Passage provided:
━━━

Recently, I’ve come to know the pain and discomfort of having a slipped disc. To be completely honest I’ve never felt pain like this before. It hurts to lean down and tie my shoes. It hurts just to get in and out of my car. Basically, it sucks. However, this issue has done 2 things: test my personal philosophy on a healthy back and test my knowledge of biomechanics for training programs. Up until 4 months ago I used to think you can fight on with a busted arm, busted leg, busted shoulder, but you can NOT fight on with a busted back. Well, when faced with a busted back I had to truly test this belief. Would I just do PT exercises, get injections, and so forth until my back was better? Would I forgo hard training until I was healed up? That could take months! Being a Marine not training for months was not an option. Besides, I had just started a new program and was not about to let that training go to waste or start over. It was time to improvise, adapt, and overcome….OORAH!


For years I’ve heard about people having a slipped disc. Here’s one common theme I’ve noticed across all cases of slipped discs: they can happen to anyone at any time for any reason. No, there is not a specific situation that will result in a slipped disc (but there are some instances where it is more likely to happen than others). So, what’s the point of this article? It’s not to tell you the “cure all” for a slipped disc. It’s meant to 1) show you how to spot a slipped disc and 2) work around having a slipped disc.

━━━

Entries shown:

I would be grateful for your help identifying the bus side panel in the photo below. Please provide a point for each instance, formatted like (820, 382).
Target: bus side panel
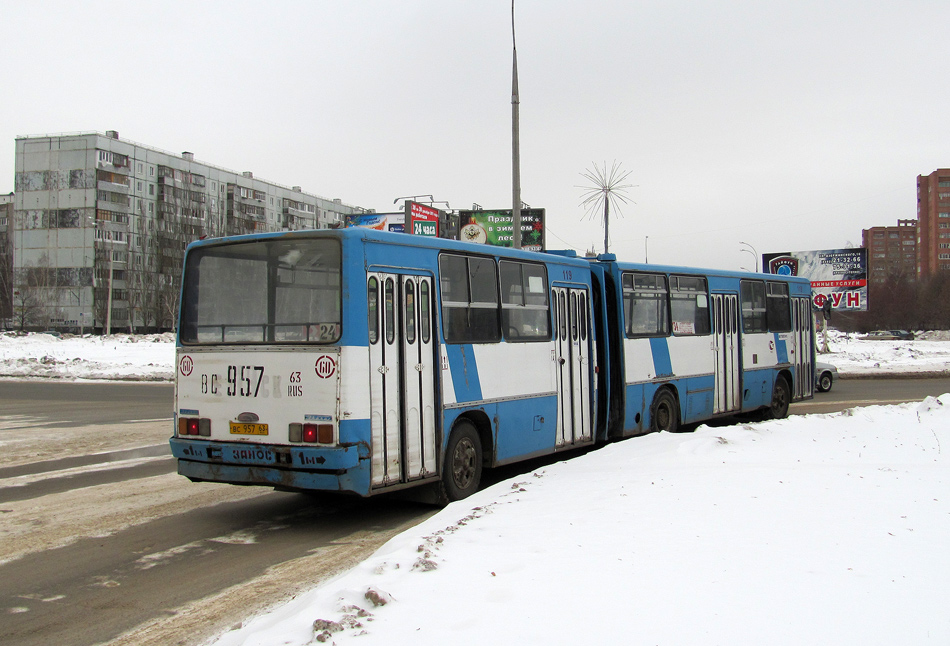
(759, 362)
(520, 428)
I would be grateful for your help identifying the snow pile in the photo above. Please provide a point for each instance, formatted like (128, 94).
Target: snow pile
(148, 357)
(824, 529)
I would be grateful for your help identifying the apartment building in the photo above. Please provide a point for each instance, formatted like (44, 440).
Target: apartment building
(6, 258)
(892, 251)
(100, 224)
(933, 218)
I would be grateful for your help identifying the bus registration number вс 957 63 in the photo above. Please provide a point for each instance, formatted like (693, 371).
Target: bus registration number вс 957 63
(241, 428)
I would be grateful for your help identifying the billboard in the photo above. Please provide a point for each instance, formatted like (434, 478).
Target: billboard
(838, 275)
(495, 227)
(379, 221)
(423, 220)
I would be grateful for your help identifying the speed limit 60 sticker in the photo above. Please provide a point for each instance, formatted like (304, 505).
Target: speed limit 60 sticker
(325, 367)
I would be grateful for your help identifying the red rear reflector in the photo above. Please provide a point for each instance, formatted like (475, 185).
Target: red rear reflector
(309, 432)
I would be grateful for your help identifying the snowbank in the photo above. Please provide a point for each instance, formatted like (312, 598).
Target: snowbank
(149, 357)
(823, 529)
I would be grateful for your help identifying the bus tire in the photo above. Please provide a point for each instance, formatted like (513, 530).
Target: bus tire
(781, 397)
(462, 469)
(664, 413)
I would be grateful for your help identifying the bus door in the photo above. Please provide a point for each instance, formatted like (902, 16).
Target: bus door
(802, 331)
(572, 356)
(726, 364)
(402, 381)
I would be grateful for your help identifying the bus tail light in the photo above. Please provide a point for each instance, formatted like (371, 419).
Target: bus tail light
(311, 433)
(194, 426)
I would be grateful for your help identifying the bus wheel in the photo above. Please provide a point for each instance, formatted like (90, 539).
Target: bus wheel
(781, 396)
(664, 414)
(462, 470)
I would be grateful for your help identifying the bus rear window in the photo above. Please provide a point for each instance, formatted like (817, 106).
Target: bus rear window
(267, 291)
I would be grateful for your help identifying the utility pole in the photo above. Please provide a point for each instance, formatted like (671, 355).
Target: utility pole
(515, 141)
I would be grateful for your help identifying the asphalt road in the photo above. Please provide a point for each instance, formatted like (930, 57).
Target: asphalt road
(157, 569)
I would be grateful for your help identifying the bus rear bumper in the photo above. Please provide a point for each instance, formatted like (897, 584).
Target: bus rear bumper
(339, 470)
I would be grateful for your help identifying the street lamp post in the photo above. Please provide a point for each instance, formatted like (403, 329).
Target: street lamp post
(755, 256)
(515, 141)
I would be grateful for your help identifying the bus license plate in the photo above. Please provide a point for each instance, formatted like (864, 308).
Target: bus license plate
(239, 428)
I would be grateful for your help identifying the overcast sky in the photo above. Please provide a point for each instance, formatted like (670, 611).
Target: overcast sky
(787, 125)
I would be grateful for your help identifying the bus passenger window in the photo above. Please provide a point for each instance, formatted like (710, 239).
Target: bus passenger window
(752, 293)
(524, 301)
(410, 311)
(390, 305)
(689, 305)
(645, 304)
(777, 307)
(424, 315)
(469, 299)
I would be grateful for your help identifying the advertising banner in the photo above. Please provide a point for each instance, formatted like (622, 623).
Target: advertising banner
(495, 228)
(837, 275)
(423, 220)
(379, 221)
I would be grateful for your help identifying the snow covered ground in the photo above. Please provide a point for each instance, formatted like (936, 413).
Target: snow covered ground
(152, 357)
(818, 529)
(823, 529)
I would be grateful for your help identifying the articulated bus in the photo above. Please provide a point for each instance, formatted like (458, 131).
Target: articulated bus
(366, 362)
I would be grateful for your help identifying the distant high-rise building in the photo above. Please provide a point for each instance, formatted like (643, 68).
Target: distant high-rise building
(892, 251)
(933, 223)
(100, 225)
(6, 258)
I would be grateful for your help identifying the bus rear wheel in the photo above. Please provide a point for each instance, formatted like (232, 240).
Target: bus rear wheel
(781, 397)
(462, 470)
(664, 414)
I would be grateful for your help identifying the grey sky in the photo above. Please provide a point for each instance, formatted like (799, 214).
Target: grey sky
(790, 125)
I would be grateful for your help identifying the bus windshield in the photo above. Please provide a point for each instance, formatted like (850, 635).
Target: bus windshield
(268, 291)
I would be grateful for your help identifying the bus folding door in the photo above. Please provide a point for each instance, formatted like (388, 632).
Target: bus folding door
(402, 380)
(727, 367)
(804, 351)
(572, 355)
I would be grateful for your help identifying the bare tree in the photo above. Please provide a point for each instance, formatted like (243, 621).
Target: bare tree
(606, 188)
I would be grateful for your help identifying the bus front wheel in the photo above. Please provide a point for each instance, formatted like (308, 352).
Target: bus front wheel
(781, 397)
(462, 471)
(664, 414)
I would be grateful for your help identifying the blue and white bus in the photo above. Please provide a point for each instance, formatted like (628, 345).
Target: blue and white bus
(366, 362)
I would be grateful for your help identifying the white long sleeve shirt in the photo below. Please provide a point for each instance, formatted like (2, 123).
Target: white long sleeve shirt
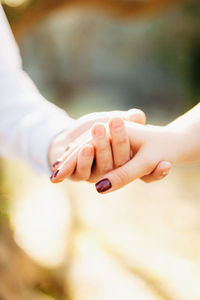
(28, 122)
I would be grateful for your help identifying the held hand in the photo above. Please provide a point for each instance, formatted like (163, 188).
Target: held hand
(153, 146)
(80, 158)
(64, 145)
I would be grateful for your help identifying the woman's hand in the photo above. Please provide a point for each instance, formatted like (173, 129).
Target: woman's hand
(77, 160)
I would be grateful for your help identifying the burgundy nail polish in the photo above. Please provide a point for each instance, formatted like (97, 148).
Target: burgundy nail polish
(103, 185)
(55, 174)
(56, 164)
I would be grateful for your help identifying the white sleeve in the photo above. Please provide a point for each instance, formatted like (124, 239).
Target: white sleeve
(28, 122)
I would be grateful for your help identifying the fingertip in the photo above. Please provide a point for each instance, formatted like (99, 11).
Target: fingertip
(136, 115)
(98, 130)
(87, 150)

━━━

What to produce:
Answer these questions from the slipped disc article:
1. Until how many months ago did the writer believe you can NOT fight on with a busted back?
2. What does the writer say they are, which made going months without training not an option?
3. What two things does the writer say the article is meant to do?
The material comes from a source separate from the slipped disc article.

Solution:
1. Four months ago.
2. A Marine.
3. Show you how to spot a slipped disc, and help you work around having one.